▶ [TRECHO PARA LEITURA]
^^^^^^^^
A prefeitura oferece abrigos para esses moradores em tendas levantadas para essa operação de reintegração, além de dois outros colégios que os recebem. Porém, os desalojados não querem seguir para esses locais, por conta da presença da PM e de pessoal da prefeitura. Para dona Neusa, moradora do Pinheirinho desde 2004, ir para lá pode significar passar pela mesma situação vivida no domingo. “Vou para lá, apanhar da polícia? Vou fazer o que lá, se daqui a pouco, quando os repórteres não estiverem mais aqui, vão me expulsar de novo?”.
Condições precárias
Na hora do almoço, alguns moradores, que haviam sido convocados por oficiais de justiça para irem buscar seus pertences, retornaram reclamando e chorando. Suas casas haviam sido derrubadas e, junto com os imóveis, foram destruídos os eletrodomésticos, roupas e documentos. “Além de minha casa, perdi tudo que investi em minha vida. Aos 54 anos, preciso começar do zero”, disse uma senhora, que preferiu não se identificar, dizendo ter medo do que os policiais poderiam fazer com ela depois. A ação descumpre um acordo firmado com a Polícia Militar e a Justiça, que determinava que os moradores cadastrados e identificados por uma numeração poderiam passar nas suas casas, com o oficial de justiça, e retirar seus pertences. Feito isso, as casas são marcadas com um “V” (de vistoriado) verde, que significa que a casa pode ser derrubada.
A chuva agravou a situação precária de higiene na igreja. Ontem (23), durante a noite, um médico e uma pediatra foram voluntariamente examinar pessoas doentes e feridas. Hoje, os moradores receberam doações de remédios e passavam em uma farmácia improvisada em uma mesa, onde retiram comprimidos e outros itens básicos. Por todo lado, pode-se ver pessoas dormindo no chão, em meio a lixo e sujeira, e o único banheiro está em estado lastimável. Tiago Mandeli, morador expulso do Pinheirinho, disse: “Não tomo um banho desde domingo, é terrível ter que usar o banheiro aqui”. Muitas pessoas estão com a mesma roupa que usavam no momento da expulsão. Por isso, muitas roupas foram doadas e chegaram em sacos plásticos. As peças foram jogadas no chão e o povo correu para encontrar uma calça, blusa, camiseta ou mesmo peças íntimas para vestir.
^^^^^^^^
(Descrições de regiões em linguagem natural)
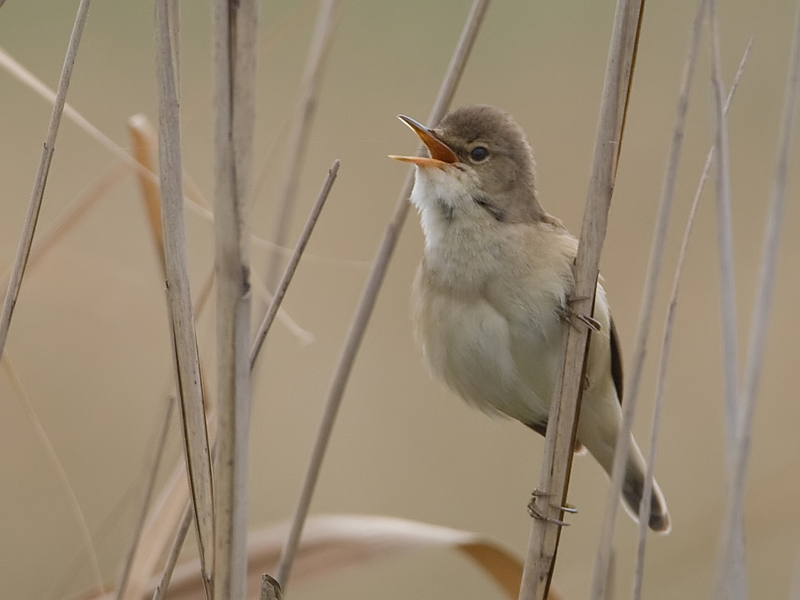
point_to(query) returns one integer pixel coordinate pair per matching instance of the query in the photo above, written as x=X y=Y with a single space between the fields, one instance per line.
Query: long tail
x=633 y=490
x=600 y=438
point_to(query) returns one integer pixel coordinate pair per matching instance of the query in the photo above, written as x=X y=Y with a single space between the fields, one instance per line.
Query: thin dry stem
x=196 y=446
x=172 y=558
x=369 y=296
x=37 y=194
x=565 y=406
x=280 y=292
x=235 y=55
x=644 y=512
x=270 y=588
x=733 y=556
x=321 y=42
x=148 y=496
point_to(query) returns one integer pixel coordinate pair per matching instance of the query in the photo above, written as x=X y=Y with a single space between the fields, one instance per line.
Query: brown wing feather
x=616 y=360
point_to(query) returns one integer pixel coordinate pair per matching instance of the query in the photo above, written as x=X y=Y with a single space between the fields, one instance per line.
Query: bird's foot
x=570 y=315
x=534 y=511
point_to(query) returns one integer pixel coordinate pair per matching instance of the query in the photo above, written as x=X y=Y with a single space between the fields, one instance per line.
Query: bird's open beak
x=441 y=154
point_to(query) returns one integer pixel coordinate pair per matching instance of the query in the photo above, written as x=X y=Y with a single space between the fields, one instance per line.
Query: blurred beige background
x=89 y=337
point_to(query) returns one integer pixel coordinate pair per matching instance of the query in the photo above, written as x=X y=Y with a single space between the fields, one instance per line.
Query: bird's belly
x=490 y=363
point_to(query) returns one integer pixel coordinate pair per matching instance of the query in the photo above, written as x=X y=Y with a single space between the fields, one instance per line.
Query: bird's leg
x=534 y=511
x=568 y=314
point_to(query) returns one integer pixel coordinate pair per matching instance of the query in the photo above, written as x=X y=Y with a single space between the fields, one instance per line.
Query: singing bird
x=494 y=287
^^^^^^^^
▶ [TAREFAS A CUMPRIR]
1: Indique se cada afirmação concorda com o trecho sobre o Pinheirinho, respondendo sim ou não e citando literalmente as palavras decisivas: (a) Um médico e uma pediatra examinaram voluntariamente pessoas doentes e feridas durante a noite. (b) A igreja dispõe de vários banheiros em bom estado. (c) Dona Neusa mora no Pinheirinho desde 2010.
2: Altere o trecho sobre o Pinheirinho, reescrevendo tudo desde "A chuva agravou" até "íntimas para vestir." com "farmácia" trocado por "enfermaria".
3: Escreva a sequência do trecho sobre o Pinheirinho a partir da última frase apresentada.
Os registros constituem material independente do trecho.

▶ [RESULTADOS POR TAREFA]
1:
(a) Sim: "Ontem (23), durante a noite, um médico e uma pediatra foram voluntariamente examinar pessoas doentes e feridas."
(b) Não: "o único banheiro está em estado lastimável"
(c) Não: "moradora do Pinheirinho desde 2004"

2:
A chuva agravou a situação precária de higiene na igreja. Ontem (23), durante a noite, um médico e uma pediatra foram voluntariamente examinar pessoas doentes e feridas. Hoje, os moradores receberam doações de remédios e passavam em uma enfermaria improvisada em uma mesa, onde retiram comprimidos e outros itens básicos. Por todo lado, pode-se ver pessoas dormindo no chão, em meio a lixo e sujeira, e o único banheiro está em estado lastimável. Tiago Mandeli, morador expulso do Pinheirinho, disse: “Não tomo um banho desde domingo, é terrível ter que usar o banheiro aqui”. Muitas pessoas estão com a mesma roupa que usavam no momento da expulsão. Por isso, muitas roupas foram doadas e chegaram em sacos plásticos. As peças foram jogadas no chão e o povo correu para encontrar uma calça, blusa, camiseta ou mesmo peças íntimas para vestir.

3:
A comida é racionada e nos momentos de distribuição acaba gerando filas enormes. Sem apoio nenhum da prefeitura, os moradores contam apenas com doações para a alimentação, por isso, nem sempre o cardápio ajuda. O almoço de hoje era bolo de coco, suco de laranja e uma banana. Servidos, muitas vezes, em caixas de papelão e acompanhados por moscas e outros insetos. “Isso aqui é uma vergonha, as pessoas precisam ver como a prefeitura está nos tratando, não tenho para onde ir por culpa deles, e nenhum alimento ou condição de higiene básica eles dão pra nós”, reclamou a ex-dona de casa Camila Bernardes. A água também é racionada, há muitos galões pela igreja, porém são reabastecidos nas torneiras da rua.
Embora reticente, Marrom admite que, sem apoio, a igreja é um abrigo inviável. “Politicamente é importante, é um foco de resistência, mas olha essas condições, falta muita coisa aqui para que consigamos dialogar sobre o futuro. Com barriga vazia e sem conseguir nem trocar de roupa, essas pessoas não vão conseguir parar e pensar”.